> _Text for analysis_:
__________________________________________________

跳转至

Attention Backends

Smart-Diffusion supports multiple attention backend implementations to optimize performance and memory usage.

Overview

Attention is the most computationally intensive operation in diffusion models, accounting for 50-80% of total inference time. Smart-Diffusion provides multiple attention implementations optimized for different hardware and use cases.

Available Backends

FlashAttention

Type: Default, FP16/BF16
Performance: Baseline
Memory: Baseline
Accuracy: Full precision

FlashAttention is the default backend, providing accurate and efficient attention computation.

Features

  • Memory-efficient via tiling
  • Fast on modern GPUs (Ampere, Hopper)
  • No accuracy loss

Configuration

args.infer.attn_type = "flash_attn"

Requirements

  • CUDA compute capability 8.0+
  • FlashAttention 2.x installed

SageAttention

Type: Quantized (INT8)
Performance: Testing in progress
Memory: Memory reduction expected
Accuracy: Minimal loss expected

SageAttention uses INT8 quantization for faster computation and lower memory usage.

Features

  • Performance benchmarking in progress
  • Memory reduction testing in progress
  • Dynamic quantization per layer
  • Quality assessment ongoing

Configuration

args.infer.attn_type = "sage"

Requirements

  • SageAttention library installed
  • CUDA compute capability 8.0+

Use Cases

  • Memory-constrained systems
  • High-throughput serving
  • When slight quality trade-off is acceptable

SpargeAttention

Type: Sparse + Quantized (INT8)
Performance: Testing in progress
Memory: Memory reduction expected
Accuracy: Quality assessment ongoing

SpargeAttention combines sparsity and quantization for maximum performance.

Features

  • Performance benchmarking in progress
  • Memory reduction testing in progress
  • Learned sparsity patterns
  • Adaptive attention masking

Configuration

args.infer.attn_type = "sparge"

Requirements

  • SpargeAttention library installed
  • CUDA compute capability 8.0+

Use Cases

  • Maximum performance needed
  • Very memory-constrained systems
  • Batch processing scenarios

Auto Selection

Type: Automatic backend selection
Behavior: Chooses best available backend

The auto option automatically selects the best available attention backend.

__________________________________________________

> _Required actions_:
- 1) According to the attention backends page, what share of total inference time in diffusion models does attention account for?
- 2) Translate this sentence from the attention backends page into Spanish: "SageAttention uses INT8 quantization for faster computation and lower memory usage."

__________________________________________________

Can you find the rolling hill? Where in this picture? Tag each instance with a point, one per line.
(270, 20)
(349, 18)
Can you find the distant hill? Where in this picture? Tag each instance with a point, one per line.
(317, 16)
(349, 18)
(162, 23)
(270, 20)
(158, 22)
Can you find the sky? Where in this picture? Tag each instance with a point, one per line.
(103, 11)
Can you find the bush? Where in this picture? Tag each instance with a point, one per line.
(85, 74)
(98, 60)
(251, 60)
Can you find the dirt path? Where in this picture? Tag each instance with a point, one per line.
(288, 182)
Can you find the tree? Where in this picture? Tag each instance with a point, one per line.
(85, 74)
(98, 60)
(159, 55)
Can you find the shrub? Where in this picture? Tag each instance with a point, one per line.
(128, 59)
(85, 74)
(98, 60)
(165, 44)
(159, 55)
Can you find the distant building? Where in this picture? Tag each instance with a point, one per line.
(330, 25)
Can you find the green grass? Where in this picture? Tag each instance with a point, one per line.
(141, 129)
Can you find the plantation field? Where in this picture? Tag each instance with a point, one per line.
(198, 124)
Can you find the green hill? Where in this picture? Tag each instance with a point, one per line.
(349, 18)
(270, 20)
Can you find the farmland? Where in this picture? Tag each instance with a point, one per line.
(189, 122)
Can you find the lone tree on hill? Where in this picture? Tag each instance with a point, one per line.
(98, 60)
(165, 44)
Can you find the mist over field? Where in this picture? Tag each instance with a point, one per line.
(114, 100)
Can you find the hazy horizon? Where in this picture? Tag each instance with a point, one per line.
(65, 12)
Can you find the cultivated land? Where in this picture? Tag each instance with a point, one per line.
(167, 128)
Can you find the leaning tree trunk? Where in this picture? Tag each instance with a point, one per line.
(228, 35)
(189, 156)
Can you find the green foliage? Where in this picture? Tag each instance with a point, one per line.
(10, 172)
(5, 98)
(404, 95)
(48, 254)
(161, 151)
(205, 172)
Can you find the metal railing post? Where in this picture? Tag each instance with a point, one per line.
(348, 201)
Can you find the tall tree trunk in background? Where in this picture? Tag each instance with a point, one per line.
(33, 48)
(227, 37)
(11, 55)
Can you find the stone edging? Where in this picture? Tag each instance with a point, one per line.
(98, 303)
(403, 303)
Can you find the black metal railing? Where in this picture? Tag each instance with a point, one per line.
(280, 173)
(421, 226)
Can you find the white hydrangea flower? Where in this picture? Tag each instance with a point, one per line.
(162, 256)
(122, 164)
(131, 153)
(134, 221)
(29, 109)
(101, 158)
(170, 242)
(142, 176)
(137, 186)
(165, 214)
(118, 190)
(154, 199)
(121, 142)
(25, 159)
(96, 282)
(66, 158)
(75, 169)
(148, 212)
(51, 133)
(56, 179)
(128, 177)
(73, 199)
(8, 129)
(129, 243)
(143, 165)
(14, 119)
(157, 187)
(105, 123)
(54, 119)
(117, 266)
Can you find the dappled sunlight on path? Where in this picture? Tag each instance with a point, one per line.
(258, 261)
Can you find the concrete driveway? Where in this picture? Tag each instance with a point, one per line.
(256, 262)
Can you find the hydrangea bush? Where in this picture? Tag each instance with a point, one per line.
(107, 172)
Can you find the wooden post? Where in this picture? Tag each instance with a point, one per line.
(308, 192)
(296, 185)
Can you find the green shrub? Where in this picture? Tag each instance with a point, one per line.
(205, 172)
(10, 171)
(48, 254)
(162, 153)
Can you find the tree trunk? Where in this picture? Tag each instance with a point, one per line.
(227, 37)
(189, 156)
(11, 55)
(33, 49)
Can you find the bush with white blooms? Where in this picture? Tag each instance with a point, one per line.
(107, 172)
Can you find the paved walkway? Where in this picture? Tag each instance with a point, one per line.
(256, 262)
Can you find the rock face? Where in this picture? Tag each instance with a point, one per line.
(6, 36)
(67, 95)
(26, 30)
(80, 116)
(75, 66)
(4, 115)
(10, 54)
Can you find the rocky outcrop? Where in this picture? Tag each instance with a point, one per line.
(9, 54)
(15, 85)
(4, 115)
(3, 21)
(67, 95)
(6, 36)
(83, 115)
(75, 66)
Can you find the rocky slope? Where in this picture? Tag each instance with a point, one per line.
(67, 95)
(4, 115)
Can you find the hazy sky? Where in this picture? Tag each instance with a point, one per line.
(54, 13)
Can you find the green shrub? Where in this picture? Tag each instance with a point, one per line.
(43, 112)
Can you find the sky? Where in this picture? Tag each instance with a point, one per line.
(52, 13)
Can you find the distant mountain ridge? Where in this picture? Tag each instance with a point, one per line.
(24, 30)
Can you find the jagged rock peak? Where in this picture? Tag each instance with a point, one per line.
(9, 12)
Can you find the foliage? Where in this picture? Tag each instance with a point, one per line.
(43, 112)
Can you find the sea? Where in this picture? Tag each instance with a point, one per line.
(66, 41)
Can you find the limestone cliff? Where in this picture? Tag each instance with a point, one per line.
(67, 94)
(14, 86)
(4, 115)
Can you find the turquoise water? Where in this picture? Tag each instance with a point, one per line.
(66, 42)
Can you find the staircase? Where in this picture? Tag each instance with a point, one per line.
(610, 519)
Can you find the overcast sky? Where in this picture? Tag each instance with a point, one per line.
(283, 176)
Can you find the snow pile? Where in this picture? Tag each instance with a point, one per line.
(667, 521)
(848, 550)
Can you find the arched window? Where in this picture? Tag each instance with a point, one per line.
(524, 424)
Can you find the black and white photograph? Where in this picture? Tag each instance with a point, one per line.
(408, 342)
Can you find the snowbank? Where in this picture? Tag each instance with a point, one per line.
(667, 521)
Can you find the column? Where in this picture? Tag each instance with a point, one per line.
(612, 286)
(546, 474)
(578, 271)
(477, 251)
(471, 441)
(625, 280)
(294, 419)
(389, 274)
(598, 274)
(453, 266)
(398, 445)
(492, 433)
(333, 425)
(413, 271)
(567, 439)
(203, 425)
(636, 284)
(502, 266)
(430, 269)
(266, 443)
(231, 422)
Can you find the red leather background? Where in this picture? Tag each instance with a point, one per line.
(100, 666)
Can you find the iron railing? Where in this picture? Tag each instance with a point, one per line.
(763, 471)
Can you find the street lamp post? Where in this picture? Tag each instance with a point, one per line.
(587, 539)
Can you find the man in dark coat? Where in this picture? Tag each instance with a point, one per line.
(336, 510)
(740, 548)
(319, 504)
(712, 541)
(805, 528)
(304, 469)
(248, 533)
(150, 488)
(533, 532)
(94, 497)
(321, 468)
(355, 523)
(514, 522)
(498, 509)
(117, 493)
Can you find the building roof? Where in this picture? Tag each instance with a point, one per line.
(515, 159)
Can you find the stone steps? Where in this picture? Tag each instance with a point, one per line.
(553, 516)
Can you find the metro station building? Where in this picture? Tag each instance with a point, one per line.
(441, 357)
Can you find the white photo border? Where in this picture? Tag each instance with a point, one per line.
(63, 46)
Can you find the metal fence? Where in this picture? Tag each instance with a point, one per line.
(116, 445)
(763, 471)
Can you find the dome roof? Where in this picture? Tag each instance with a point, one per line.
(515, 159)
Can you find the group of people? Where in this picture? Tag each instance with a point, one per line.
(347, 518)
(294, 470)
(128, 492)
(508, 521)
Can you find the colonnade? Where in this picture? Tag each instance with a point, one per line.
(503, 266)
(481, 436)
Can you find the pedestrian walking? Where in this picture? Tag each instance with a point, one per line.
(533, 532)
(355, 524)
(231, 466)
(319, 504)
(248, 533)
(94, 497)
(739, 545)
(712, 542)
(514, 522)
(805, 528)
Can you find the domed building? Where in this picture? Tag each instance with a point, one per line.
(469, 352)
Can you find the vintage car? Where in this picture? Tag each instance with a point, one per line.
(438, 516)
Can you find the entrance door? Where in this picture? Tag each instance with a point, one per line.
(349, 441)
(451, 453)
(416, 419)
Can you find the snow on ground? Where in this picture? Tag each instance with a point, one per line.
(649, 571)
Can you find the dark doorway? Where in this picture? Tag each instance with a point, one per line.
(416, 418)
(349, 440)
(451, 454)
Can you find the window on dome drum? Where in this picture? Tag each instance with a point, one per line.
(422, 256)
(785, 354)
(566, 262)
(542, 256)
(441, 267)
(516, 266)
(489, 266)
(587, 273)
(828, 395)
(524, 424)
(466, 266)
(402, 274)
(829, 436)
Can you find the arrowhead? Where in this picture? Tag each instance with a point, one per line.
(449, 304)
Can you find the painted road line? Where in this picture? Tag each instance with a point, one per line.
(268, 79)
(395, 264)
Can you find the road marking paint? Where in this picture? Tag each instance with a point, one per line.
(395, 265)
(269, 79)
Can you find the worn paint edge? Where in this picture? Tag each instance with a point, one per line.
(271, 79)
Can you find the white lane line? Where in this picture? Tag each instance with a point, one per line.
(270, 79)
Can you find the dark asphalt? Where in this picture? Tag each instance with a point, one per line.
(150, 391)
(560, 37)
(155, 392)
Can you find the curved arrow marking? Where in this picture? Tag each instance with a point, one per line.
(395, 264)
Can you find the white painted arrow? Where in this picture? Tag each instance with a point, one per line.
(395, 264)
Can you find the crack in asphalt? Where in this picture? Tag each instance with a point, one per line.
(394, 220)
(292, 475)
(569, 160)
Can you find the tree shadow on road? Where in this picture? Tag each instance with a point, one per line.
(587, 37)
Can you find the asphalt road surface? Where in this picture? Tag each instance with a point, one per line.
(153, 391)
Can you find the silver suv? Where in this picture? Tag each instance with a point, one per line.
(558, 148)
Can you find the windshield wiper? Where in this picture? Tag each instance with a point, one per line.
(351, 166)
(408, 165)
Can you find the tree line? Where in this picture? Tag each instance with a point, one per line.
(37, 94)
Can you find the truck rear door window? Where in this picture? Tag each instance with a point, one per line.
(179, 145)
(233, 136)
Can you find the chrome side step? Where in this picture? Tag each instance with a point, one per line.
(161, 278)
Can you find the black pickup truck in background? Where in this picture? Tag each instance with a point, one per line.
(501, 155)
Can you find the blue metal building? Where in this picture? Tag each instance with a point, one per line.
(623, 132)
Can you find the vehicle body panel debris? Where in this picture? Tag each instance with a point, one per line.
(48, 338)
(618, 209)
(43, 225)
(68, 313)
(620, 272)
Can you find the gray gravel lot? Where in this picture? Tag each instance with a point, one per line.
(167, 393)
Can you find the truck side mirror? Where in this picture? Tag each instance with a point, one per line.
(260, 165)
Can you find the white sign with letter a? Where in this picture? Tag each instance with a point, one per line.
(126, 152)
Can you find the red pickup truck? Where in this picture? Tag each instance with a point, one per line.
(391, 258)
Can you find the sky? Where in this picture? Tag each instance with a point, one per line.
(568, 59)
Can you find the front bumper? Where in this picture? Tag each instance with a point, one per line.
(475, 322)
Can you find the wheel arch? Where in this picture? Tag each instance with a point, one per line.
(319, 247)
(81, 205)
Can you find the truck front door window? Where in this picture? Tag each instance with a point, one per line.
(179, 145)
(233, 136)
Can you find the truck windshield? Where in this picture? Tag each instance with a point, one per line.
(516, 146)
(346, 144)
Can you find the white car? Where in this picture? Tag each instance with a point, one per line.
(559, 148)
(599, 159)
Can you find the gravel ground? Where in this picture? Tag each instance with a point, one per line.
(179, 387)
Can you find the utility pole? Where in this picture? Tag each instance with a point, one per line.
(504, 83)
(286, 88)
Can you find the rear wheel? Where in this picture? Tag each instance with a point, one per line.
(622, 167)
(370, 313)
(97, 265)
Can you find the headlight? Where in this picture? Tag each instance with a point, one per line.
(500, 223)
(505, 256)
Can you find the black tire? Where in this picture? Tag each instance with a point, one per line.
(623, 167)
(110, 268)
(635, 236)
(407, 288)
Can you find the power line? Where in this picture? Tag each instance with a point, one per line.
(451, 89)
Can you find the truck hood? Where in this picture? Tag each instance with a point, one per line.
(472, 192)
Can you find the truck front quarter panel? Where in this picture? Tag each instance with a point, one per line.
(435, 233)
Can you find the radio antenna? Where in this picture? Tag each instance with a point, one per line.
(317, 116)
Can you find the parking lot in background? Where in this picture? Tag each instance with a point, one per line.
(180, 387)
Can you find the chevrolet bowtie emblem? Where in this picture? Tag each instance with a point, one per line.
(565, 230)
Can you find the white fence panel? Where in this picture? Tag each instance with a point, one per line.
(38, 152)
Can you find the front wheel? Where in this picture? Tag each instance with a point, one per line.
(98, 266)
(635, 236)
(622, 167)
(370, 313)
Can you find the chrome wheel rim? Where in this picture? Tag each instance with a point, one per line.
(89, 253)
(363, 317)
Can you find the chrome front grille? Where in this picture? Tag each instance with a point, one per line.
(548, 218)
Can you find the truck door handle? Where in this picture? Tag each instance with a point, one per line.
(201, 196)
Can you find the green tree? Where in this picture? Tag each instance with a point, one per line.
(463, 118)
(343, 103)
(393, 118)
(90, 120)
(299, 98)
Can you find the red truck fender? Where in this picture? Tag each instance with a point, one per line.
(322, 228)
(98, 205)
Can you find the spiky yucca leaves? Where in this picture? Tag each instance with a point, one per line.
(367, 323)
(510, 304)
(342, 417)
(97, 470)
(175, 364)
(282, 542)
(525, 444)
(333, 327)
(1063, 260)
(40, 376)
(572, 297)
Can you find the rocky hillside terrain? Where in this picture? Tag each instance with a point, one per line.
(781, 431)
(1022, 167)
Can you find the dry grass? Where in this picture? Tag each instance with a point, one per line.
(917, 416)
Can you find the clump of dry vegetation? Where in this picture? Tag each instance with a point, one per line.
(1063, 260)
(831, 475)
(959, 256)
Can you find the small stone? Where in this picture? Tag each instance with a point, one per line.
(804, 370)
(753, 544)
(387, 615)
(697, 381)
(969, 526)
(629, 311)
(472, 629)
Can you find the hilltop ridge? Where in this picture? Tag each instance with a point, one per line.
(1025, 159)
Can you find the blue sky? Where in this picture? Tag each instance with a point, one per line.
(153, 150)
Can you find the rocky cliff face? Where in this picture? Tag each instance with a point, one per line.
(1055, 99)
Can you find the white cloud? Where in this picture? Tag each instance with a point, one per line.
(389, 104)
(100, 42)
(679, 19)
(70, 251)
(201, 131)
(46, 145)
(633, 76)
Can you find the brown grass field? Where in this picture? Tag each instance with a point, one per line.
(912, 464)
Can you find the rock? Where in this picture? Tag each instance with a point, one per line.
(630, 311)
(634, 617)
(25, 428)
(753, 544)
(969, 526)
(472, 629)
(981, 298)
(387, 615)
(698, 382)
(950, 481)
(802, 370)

__________________________________________________

> _Results of the exercise_:
- 1) 50-80% of total inference time.

- 2) SageAttention utiliza la cuantización INT8 para lograr un cálculo más rápido y un menor uso de memoria.